Let's Talk... A Love That Lasts


The courage to carry

“To have a love that lasts forever, is to truly understand vows and commitment” (Eversley,2016)
In all of my forty six years of life I have waited for the commitment of true love. To really believe that there are people in this world who can cherish and care for another romantically has become a faded dream. A dream which has been archived into the fantasy part of my mental library.
The love stories of long marriages which are not abusive or filled with indiscretions seem ancient. The new lifestyle sets a pathway to divorces which have become their own academy awards on film. Acceptance of prenuptial agreements and exit clauses are now necessary when thinking of love – whether in a celebrity career or leading a nondescript livelihood.
To this end I did weep when I read from a friend and learned of his devotion, marriage and love for his wife. Let’s be real, and understand this is a true ongoing story of endurance, commitment, passion for each other, respect for family, and above all, the truest meaning of ‘for better or worse, till death us do part’.

§ What is asked:
(1) Using the passage above about a love that lasts, decide whether each statement agrees with it: (a) The writer is forty-six years old. (b) The writer heard about the friend's marriage in a conversation rather than by reading. (c) The passage says prenuptial agreements are now rarely accepted.
(2) Write the next part of the passage above about a love that lasts, picking up after its final sentence.

§ Data section:
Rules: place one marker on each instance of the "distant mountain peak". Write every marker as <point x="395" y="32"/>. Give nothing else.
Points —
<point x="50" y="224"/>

§ Results:
(1)
(a) Yes: "In all of my forty six years of life I have waited for the commitment of true love."
(b) No: "I did weep when I read from a friend and learned of his devotion, marriage and love for his wife."
(c) No: "Acceptance of prenuptial agreements and exit clauses are now necessary when thinking of love"

(2)
The search...

It is easy to find someone to say ‘I do’ and it’s a lot easier to get to, ‘I did not sign up for this’ in the world today. So I have gone to the other end of the earth and now know (by divine intervention I’m convinced) a couple who found the meaning of vows and commitment with adversity. Their strength and likely lowest points of frustration have forced me to face the truth – there can be real romantic love in this world. The ability to live in this powerful place rests solely on the ones who can mean ‘I do.’

The questions...

Is a love like this possible now? Yes I believe it is.
Marriage is much more than two people saying ‘I Love You’ to each other, with all the decorations, pump and ceremony, and an ‘I Do’ at the end. It takes a capacity to see beyond the niceties of passionate all-consuming emotions, to the truth. The truth can be an unpredictable life, with curve-balls and adversities unknown.
What is “For better or worse”?  Can you see worse when you look into the eyes of your partner as you exchange vows and hearts? Can you see an accident suddenly happening and physical intimacy no longer possible? Can you see a deadly illness taking over, filling the space of time with more pain than joy? Can you see infidelity, ridicule and shame? Can you see barrenness, an inability to procreate?
What is worse – what will cause you to break those vows to seek physical satisfaction – hurting your beloved?

The decision...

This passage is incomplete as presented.